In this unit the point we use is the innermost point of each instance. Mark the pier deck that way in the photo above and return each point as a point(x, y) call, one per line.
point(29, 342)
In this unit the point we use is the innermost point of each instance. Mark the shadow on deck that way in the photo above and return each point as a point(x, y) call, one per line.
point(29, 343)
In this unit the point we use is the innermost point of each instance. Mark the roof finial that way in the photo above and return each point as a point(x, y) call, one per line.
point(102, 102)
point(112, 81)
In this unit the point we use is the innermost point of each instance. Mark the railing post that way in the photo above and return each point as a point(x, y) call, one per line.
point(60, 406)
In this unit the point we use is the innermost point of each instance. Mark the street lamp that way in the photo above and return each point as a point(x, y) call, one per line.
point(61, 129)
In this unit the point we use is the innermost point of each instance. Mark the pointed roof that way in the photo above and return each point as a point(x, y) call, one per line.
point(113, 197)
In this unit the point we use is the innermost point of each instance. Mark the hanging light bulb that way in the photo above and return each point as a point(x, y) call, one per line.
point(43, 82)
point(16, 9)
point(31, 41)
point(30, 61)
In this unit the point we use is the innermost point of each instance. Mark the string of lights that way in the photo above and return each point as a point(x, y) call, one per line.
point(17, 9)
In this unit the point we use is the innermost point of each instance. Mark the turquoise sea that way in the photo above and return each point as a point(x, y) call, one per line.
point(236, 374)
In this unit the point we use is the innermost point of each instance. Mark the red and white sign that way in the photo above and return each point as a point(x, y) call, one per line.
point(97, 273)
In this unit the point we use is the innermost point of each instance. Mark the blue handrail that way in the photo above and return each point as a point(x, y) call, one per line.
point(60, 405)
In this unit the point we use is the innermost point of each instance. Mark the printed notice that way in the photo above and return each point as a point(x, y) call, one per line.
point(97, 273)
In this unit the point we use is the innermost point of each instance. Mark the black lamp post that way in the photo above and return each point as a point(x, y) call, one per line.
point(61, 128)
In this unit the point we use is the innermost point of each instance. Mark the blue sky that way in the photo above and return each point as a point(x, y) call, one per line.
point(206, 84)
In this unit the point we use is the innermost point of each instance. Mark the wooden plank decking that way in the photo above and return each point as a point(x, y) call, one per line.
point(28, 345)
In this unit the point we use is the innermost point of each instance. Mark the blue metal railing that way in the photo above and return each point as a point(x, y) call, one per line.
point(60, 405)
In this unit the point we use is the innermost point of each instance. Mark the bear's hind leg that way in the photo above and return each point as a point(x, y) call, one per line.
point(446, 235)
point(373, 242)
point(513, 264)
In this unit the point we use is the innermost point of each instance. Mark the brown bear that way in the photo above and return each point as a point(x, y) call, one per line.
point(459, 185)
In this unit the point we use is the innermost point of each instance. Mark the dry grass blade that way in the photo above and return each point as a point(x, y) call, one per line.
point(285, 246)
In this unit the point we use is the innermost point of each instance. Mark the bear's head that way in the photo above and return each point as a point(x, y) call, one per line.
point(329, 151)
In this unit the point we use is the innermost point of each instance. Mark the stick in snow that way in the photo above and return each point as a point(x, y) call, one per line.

**Goal:** Reproduce word for word everything from the line containing "Mark the pointed" down to the line containing "point(236, 374)" in the items above, including both of those lines.

**Result below:**
In this unit the point we use is the innermost point of each instance. Mark the pointed roof that way in the photo above and return each point as a point(x, y) call, one per line.
point(113, 197)
In this unit the point we use is the innermost point of each instance. Mark the hanging light bulb that way in the photo above and return each point as a point(x, y) call, one per line.
point(43, 82)
point(16, 9)
point(31, 41)
point(30, 61)
In this unit the point we use is the innermost point of each instance. Mark the string of lights that way in the photo above and return each point as a point(x, y) call, one per line.
point(17, 9)
In this unit the point we use is the innermost point of each instance. Mark the turquoise sea that way in the photo above and return each point as a point(x, y) call, one per line.
point(236, 374)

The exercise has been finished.